The task: Rewrite the lines from the one containing "window** | outline every instance" through the one containing "M 937 458 L" as a JSON list of strings, one string per line, skipping any blank lines.

..........

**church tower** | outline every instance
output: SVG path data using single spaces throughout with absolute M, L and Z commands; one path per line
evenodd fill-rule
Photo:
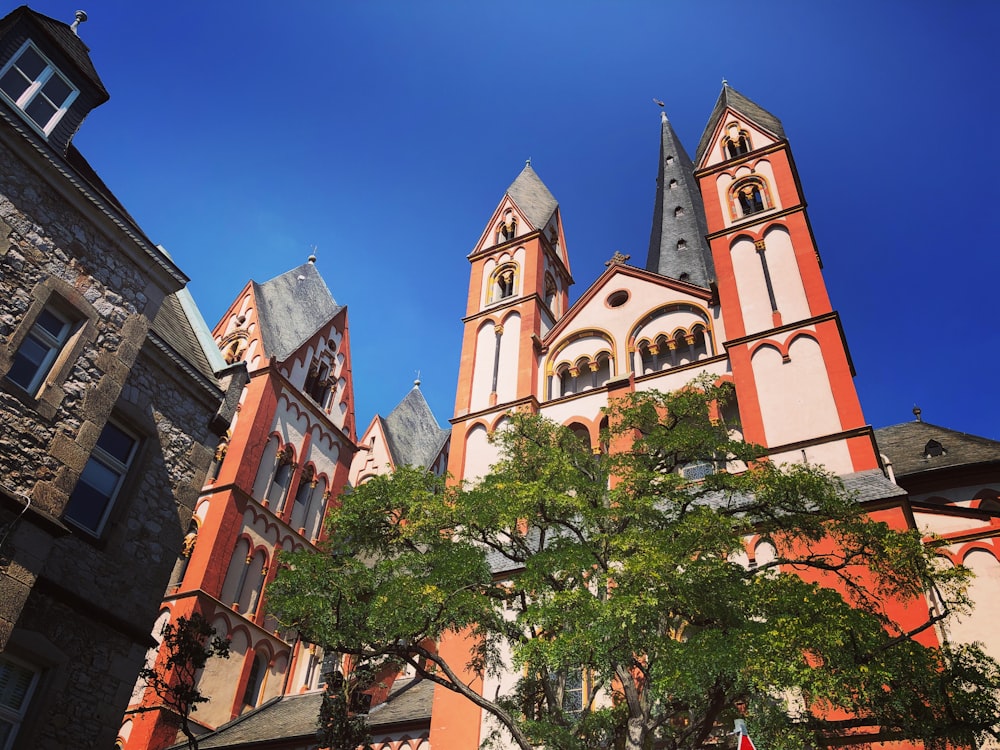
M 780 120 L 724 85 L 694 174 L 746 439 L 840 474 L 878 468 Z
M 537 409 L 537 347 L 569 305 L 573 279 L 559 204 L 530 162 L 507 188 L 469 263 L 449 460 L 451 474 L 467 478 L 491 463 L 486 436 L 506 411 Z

..........

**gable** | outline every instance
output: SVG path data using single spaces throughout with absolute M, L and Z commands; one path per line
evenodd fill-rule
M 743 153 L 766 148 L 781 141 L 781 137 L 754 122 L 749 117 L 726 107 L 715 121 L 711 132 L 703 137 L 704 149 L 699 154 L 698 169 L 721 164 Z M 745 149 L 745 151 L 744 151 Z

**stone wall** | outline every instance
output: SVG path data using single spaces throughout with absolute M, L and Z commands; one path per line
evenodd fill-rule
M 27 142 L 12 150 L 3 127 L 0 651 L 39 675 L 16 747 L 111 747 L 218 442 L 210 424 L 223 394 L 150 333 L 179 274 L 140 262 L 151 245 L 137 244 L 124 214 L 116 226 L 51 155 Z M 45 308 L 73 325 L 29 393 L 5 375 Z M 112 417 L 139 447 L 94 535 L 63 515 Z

..........

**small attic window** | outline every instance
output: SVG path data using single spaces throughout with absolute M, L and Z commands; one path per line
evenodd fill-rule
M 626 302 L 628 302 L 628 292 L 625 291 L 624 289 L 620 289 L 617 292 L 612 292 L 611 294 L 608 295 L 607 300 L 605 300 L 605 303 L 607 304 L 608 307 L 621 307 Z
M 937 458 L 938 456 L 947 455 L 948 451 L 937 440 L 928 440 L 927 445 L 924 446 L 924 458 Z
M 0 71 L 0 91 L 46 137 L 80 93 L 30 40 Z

..........

Solution to the problem:
[
  "**small attic window** | outline every instance",
  "output: SVG path data using single spaces throughout with absolute M, L and Z commands; one path per line",
  "evenodd fill-rule",
  "M 626 302 L 628 302 L 628 292 L 625 291 L 624 289 L 620 289 L 617 292 L 612 292 L 611 294 L 608 295 L 607 300 L 605 300 L 605 303 L 607 304 L 608 307 L 621 307 Z",
  "M 937 458 L 938 456 L 947 455 L 948 451 L 937 440 L 928 440 L 927 445 L 924 446 L 924 458 Z"
]